## SOURCE EXCERPT
*****

Monday, June 21, 2010

Henry's house

It's been one disaster after another in my kitchen over the last few days.

First of all, I tried to cook chips thinking, how hard can it possibly be?

My mother, who was brought up in a vacuum of electricity and the English language in a woodier bit of Wales, always talks, misty-eyed, about how her mother used to cook chips in freshly-rendered dripping in a black pot suspended over a fire in their earthen-floor kitchen. (Before casting some light spells over the nearby wildlife.) And the hostess of a great restaurant we found on Santorini, where they made the most fantastic chips (like the best fish n chip chips you've ever had), claimed that they were so easy peasy - you just chop up the potato and fry it: fool!

But they are both doing that thing where you tell everyone that you've done no work for the exam and then completely fucking ace it, leaving everyone else to spazz it up because they believed you when you said you'd just been sitting about picking your nose for 3 straight weeks. My grandmother, I can only assume, cooked these miraculous chips from frozen and the Santorinian hostess is a similar FRAUD.

*****

## STATED GOAL 1
Extract every line of the listing below that contains the string "upholstered", treating uppercase and lowercase as distinct.

*****

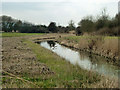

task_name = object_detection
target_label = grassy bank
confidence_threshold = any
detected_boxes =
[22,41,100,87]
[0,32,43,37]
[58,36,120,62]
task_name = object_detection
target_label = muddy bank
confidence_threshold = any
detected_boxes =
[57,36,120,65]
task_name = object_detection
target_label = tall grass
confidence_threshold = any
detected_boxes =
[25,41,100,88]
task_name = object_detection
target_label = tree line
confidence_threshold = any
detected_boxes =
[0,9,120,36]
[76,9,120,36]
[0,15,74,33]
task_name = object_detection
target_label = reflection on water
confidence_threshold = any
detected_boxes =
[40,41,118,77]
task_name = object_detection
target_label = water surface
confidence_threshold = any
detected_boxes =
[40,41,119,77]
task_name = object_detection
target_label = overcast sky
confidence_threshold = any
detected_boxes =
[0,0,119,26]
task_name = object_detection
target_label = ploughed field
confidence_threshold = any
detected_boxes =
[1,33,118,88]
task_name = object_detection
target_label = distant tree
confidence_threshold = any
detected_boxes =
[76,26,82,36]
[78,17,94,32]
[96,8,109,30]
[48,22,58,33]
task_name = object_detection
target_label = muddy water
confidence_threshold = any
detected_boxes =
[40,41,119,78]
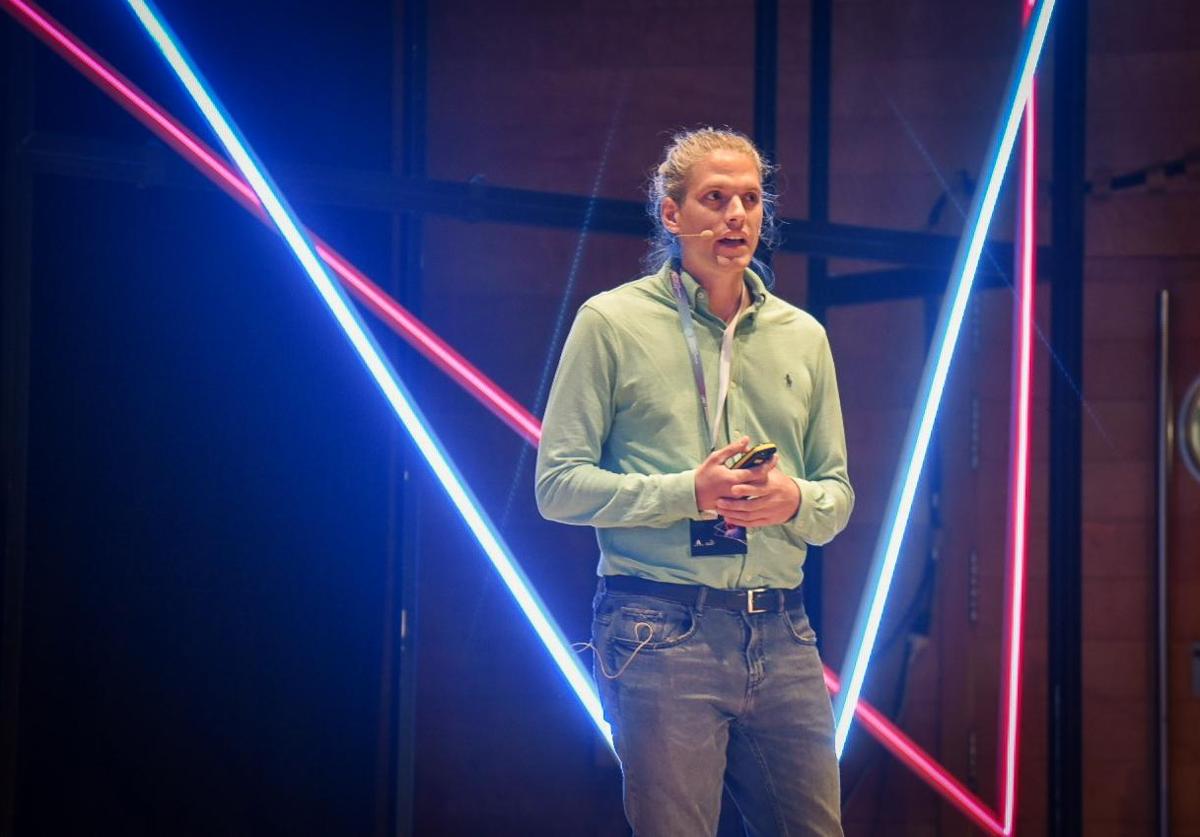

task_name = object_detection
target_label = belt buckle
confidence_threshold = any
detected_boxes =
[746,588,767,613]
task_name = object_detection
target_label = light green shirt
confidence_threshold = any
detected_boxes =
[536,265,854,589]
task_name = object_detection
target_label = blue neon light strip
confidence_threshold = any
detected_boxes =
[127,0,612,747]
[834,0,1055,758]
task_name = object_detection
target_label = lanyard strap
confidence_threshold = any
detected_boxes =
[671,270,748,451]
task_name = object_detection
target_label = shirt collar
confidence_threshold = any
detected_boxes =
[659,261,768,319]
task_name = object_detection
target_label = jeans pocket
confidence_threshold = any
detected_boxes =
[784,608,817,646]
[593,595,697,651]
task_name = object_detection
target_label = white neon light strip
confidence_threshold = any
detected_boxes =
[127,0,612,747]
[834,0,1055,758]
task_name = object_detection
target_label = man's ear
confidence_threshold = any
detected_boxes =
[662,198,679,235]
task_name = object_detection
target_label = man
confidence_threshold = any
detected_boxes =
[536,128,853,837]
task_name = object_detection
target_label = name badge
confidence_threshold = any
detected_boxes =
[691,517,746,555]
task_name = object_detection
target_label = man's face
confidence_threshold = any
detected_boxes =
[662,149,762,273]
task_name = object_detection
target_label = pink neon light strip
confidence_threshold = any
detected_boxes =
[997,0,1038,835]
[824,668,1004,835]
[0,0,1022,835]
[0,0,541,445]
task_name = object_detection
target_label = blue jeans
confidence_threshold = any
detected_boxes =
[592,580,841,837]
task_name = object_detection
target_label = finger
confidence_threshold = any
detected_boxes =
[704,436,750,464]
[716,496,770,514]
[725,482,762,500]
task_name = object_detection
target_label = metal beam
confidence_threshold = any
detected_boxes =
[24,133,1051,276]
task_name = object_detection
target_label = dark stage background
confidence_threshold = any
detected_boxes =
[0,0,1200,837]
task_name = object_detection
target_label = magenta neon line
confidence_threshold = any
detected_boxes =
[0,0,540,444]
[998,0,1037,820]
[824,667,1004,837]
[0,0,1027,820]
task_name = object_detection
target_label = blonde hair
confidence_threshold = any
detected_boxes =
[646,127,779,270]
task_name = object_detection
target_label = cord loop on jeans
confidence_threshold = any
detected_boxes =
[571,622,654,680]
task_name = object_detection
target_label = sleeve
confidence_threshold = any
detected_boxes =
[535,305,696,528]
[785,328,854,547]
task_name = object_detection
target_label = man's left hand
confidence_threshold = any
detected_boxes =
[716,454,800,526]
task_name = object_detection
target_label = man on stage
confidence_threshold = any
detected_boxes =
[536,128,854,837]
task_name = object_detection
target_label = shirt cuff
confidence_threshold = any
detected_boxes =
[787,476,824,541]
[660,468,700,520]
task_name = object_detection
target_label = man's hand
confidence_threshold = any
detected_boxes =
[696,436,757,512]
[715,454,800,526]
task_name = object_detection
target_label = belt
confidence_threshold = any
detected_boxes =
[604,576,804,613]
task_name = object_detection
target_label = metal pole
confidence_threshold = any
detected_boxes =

*****

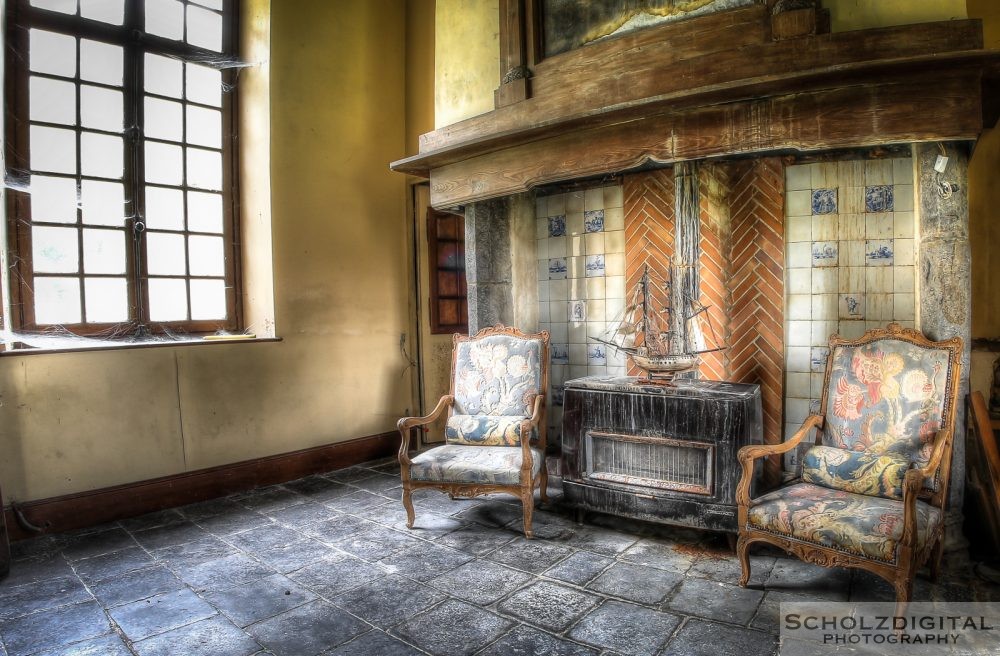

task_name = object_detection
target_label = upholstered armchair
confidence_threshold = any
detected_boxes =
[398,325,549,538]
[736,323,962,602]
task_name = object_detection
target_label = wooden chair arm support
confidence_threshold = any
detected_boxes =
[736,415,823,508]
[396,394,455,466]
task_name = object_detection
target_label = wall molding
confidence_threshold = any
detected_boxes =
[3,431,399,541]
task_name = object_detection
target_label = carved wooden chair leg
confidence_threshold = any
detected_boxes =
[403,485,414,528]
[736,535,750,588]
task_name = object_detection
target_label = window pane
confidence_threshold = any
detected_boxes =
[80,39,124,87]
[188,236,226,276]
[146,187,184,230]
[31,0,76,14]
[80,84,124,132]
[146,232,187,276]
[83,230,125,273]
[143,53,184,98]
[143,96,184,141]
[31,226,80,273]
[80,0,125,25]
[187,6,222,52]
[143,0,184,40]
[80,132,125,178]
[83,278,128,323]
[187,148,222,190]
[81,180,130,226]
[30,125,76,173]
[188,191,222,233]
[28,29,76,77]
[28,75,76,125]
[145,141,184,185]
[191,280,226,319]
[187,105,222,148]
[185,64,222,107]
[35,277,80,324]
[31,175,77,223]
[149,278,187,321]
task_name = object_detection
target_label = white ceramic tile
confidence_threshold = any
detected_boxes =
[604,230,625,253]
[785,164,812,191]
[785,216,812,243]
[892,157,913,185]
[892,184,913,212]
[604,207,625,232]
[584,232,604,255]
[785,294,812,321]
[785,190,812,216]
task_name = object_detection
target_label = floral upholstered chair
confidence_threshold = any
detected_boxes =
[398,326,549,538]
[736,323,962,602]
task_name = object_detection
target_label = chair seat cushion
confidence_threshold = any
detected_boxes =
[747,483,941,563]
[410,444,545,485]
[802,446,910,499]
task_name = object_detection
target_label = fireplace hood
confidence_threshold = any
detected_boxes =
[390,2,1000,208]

*****

## STATED GOAL 2
In the blog post, on which island was the restaurant that made the fantastic chips?

## EXPECTED ANSWER 1
target_label = upholstered armchair
target_label = floral upholstered chair

## EXPECTED ANSWER 2
Santorini.